Written request
Copy every one of the following rows word for word.

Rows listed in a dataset
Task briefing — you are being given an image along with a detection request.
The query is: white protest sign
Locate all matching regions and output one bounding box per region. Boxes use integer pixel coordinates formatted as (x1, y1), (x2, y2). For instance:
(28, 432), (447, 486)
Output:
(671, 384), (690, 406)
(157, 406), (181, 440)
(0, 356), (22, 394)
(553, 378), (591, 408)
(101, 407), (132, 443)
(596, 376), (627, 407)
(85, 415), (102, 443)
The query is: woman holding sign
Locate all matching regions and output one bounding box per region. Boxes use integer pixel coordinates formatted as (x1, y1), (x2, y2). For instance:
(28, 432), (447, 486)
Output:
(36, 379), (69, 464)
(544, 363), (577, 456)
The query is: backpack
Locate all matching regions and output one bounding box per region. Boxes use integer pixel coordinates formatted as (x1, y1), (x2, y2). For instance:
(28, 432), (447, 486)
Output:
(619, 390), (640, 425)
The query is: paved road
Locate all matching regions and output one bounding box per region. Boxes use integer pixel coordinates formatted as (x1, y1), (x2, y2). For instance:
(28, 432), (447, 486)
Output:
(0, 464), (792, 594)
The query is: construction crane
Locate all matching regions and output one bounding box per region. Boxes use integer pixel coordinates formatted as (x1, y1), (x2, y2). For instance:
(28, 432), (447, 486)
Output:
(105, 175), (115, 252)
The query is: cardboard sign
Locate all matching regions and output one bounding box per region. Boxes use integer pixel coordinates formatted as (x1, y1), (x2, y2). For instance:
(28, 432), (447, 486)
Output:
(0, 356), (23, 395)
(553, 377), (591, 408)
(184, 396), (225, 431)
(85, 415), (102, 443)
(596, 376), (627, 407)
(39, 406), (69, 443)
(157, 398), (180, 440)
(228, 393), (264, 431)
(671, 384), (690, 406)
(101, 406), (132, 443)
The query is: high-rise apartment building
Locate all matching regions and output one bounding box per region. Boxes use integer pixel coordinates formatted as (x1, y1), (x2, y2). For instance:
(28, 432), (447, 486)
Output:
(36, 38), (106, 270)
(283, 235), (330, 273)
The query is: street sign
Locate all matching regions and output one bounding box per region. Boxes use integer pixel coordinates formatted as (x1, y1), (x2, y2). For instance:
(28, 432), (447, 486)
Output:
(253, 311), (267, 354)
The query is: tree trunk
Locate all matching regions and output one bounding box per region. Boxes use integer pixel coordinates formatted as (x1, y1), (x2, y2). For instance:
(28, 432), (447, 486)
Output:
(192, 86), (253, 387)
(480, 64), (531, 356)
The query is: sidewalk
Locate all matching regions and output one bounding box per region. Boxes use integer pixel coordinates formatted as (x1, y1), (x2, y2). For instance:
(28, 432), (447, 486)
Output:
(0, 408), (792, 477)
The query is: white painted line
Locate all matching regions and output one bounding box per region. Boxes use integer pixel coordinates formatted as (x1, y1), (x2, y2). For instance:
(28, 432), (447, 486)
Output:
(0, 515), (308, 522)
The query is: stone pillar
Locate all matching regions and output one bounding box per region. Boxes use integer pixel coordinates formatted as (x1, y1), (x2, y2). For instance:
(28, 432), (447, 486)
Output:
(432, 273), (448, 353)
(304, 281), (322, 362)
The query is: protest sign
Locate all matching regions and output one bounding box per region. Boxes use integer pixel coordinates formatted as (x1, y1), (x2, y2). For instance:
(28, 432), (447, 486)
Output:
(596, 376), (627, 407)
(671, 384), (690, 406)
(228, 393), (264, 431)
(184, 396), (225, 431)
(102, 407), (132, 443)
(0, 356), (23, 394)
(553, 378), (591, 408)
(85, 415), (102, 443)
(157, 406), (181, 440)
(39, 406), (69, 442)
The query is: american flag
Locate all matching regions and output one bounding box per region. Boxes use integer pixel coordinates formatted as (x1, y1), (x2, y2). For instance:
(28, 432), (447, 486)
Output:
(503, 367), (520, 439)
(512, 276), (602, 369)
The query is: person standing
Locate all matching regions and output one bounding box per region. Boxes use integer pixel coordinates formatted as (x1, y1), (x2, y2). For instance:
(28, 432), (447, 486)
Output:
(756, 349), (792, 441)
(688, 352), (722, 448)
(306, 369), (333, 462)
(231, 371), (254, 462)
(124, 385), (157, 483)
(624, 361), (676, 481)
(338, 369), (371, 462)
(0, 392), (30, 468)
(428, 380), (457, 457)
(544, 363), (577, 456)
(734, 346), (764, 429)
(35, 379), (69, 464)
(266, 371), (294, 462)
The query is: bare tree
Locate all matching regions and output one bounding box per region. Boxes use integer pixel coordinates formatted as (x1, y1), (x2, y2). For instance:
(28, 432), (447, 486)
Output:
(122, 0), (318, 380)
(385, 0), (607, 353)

Solution to this problem
Task briefing — you are being given an image along with a detection request.
The query is: white protest sign
Locate all matching regions and output one bounding box per region. Boxes use integer pixel coordinates formatted as (x1, y1), (x2, y2). For instance:
(28, 432), (447, 486)
Output:
(671, 384), (690, 406)
(157, 406), (181, 440)
(0, 356), (22, 394)
(553, 378), (591, 408)
(101, 407), (132, 443)
(596, 376), (627, 407)
(85, 415), (102, 443)
The query is: woman holding sign
Locate all matching regions and output one bounding box per region. Boxes use integer pixel coordinates formatted as (x1, y1), (x2, y2). For instance:
(28, 432), (447, 486)
Output:
(36, 379), (69, 464)
(544, 363), (577, 456)
The query is: backpack
Locate all matching regions and output one bounding box per region. Boxes use integer pixel coordinates formatted as (x1, y1), (x2, y2). For instance:
(28, 432), (447, 486)
Output:
(619, 390), (640, 425)
The query is: paved road
Locate all matching regions and output one bounding box per region. Boxes use integer pixel coordinates formatted as (x1, y1), (x2, y2). For instance:
(28, 432), (447, 486)
Output:
(0, 464), (792, 594)
The query is: construction crane
Locate all matching regions and output one bounding box per region. Boxes use integer pixel coordinates formatted as (x1, y1), (x2, y2). For instance:
(28, 432), (447, 486)
Output:
(105, 175), (115, 252)
The query is: cardboard sign
Locate all matching regions and output one bounding box per region. Boxes use integer pixel coordinates formatted as (x1, y1), (x2, y2). For instance:
(28, 432), (447, 486)
Output:
(0, 356), (23, 395)
(553, 377), (591, 408)
(184, 396), (225, 431)
(85, 415), (102, 443)
(596, 376), (627, 407)
(39, 406), (69, 443)
(157, 398), (180, 440)
(228, 393), (264, 431)
(671, 384), (690, 406)
(101, 406), (132, 443)
The query is: high-rise apartment building
Locate all matching regions and output one bounding box per region. Boxes use integer pixel coordinates formatted as (x1, y1), (x2, y2). For instance:
(28, 432), (447, 486)
Output:
(36, 38), (106, 270)
(283, 235), (330, 273)
The query is: street sign
Locate all matching regions and output one bounding box per region. Boxes use integer pixel coordinates formatted as (x1, y1), (x2, y2). For instance:
(28, 432), (447, 486)
Output:
(253, 311), (267, 354)
The query is: tree trunk
Locate all matching regions and output one bounding box per region. Boxes use integer pixel coordinates formatted as (x1, y1), (x2, y2). For instance:
(28, 432), (447, 486)
Output:
(192, 86), (253, 387)
(480, 64), (531, 356)
The query is: sidewalk
Locate all matching regions and output one bounding box per region. Boxes use integer pixel coordinates formatted as (x1, y1), (x2, y2). For instance:
(28, 432), (447, 486)
Output:
(0, 408), (792, 477)
The query is: white painted line
Locate all matching regions and output one bounding box per region. Boxes use integer pixel coordinates formatted as (x1, y1), (x2, y2). For instance:
(28, 432), (447, 486)
Output:
(0, 515), (308, 522)
The query is: stone pillar
Locate all matching regions and output one bounding box per region. Boxes use integer pixel coordinates formatted as (x1, y1), (x2, y2). For instance:
(28, 432), (447, 486)
Output:
(432, 273), (448, 353)
(304, 281), (322, 362)
The query is: protest sign
Locate all matching regions and output one bounding box per region. Boxes use integer pixel coordinates formatted as (x1, y1), (x2, y2). For instance:
(28, 432), (447, 486)
Output:
(596, 376), (627, 407)
(671, 384), (690, 406)
(228, 393), (264, 431)
(184, 396), (225, 431)
(102, 407), (132, 443)
(0, 356), (23, 394)
(553, 378), (591, 408)
(85, 415), (102, 443)
(157, 406), (181, 440)
(39, 406), (69, 442)
The query is: american flag
Locate all matching regions and output one bounding box per region. Boxes use integer pixel coordinates formatted as (x1, y1), (x2, y2). For instance:
(28, 432), (447, 486)
Output:
(503, 367), (520, 439)
(512, 276), (602, 369)
The query is: person standing
Locate all matching regions and output one bounding box per region. Boxes use integer pixel coordinates formatted as (x1, y1), (x2, y2). For instance:
(28, 432), (447, 486)
Output:
(756, 349), (792, 441)
(688, 352), (722, 448)
(306, 369), (333, 462)
(231, 371), (254, 462)
(124, 385), (157, 483)
(624, 361), (676, 481)
(338, 369), (371, 462)
(0, 392), (30, 468)
(428, 380), (457, 457)
(544, 363), (577, 456)
(734, 346), (764, 429)
(35, 379), (69, 464)
(266, 371), (294, 462)
The query is: bare tree
Locate all matching regions and output one bounding box per region. Boxes use integer pixel coordinates formatted as (x1, y1), (x2, y2). For instance:
(28, 432), (447, 486)
Output:
(122, 0), (318, 380)
(385, 0), (607, 353)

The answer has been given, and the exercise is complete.